Suas instruções
Responda com base no texto sobre a LAP:
1. Em quanto as penas podem ser elevadas nos crimes contra menores de seis anos?
2. Que cargo Tamara Brockhausen ocupa na Associação Brasileira de Psicologia Jurídica?
3. A falta de que coisa Iolete Ribeiro da Silva criticou?

Além do substitutivo, Leila Barros apresentou o Projeto de Lei 5.030/2019, que agrava a pena para crimes sexuais cometidos contra menor sob guarda ou tutela do abusador. Se a proposta for aprovada, as penas serão aumentadas em até um terço se o crime for praticado contra crianças entre seis e 14 anos. Nos casos de crimes contra menores de seis anos, as penas serão elevadas em até dois terços. O projeto permite, ainda, a decretação de medidas protetivas de urgência para a proteger os jovens e dispõe sobre a perda de bens utilizados na prática criminosa.
Argumentos
Na audiência de junho na CDH, o tema causou polêmica entre especialistas. Membro do Movimento Pró-Vida, o advogado Felicio Alonso atacou duramente a LAP, acusando-a de inconstitucional e feita “especificamente para defender os pedófilos”. A conselheira titular do Conselho Nacional dos Direitos Humanos (Conanda), Iolete Ribeiro da Silva, criticou a falta de uma definição científica da síndrome da alienação parental. Para o conselho, a ideia de guarda compartilhada já seria suficiente para assegurar o convívio com os dois genitores, enquanto a LAP se mostra “inoportuna” e violadora dos direitos dos menores.
Já Tamara Brockhausen, vice-presidente da Associação Brasileira de Psicologia Jurídica (ABPJ), se manifestou contra a revogação da lei. Segundo a psicóloga, não faz sentido revogar uma lei com tamanho impacto nacional na proteção emocional da prole, com a justificativa de mau uso em casos isolados. Tamara sugeriu pequenas modificações à LAP, evitando que denúncias não comprovadas, ou decorrentes de equívoco, levem à presunção automática da prática de alienação parental. Ela acha, por exemplo, que a inversão da guarda diante de falsa denúncia só poderia acontecer se for interesse da criança e desde que preservadas as condições parentais do outro genitor.

Dados de apontamento por expressões referenciais
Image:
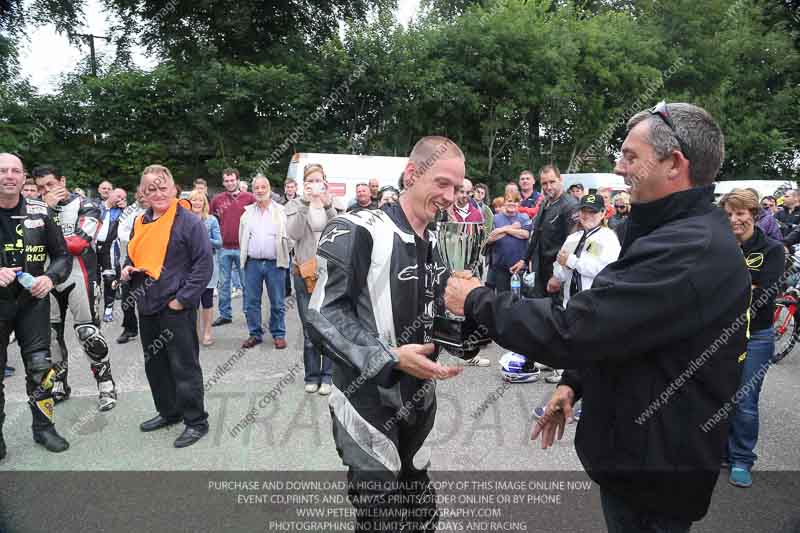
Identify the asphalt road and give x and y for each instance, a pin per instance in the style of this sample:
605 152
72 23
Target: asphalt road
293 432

==

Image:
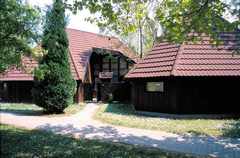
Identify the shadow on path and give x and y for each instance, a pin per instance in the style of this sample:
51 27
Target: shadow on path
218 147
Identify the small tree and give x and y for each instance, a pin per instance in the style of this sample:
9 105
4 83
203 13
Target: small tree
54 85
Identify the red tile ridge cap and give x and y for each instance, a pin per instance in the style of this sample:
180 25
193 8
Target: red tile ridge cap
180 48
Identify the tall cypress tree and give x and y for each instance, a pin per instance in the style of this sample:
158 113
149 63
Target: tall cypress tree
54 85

--

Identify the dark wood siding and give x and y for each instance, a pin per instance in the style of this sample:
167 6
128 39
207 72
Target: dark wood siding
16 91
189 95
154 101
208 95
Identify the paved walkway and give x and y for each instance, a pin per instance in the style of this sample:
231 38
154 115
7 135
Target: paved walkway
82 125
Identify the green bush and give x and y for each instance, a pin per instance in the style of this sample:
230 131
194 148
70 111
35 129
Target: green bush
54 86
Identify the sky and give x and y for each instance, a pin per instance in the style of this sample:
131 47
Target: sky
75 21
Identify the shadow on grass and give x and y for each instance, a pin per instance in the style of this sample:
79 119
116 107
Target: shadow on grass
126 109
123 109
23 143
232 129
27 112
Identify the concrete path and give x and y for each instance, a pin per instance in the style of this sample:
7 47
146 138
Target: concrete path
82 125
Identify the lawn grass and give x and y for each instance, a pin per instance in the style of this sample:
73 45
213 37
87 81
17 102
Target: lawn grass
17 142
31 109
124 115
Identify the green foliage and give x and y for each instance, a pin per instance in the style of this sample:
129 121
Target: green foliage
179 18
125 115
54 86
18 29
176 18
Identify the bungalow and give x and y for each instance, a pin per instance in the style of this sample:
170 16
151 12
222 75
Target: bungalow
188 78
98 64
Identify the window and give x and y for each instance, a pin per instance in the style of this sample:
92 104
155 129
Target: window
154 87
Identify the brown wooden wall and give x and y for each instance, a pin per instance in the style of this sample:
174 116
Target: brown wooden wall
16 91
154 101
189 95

Resolução
1. Em até dois terços.
2. Vice-presidente.
3. A falta de uma definição científica da síndrome da alienação parental.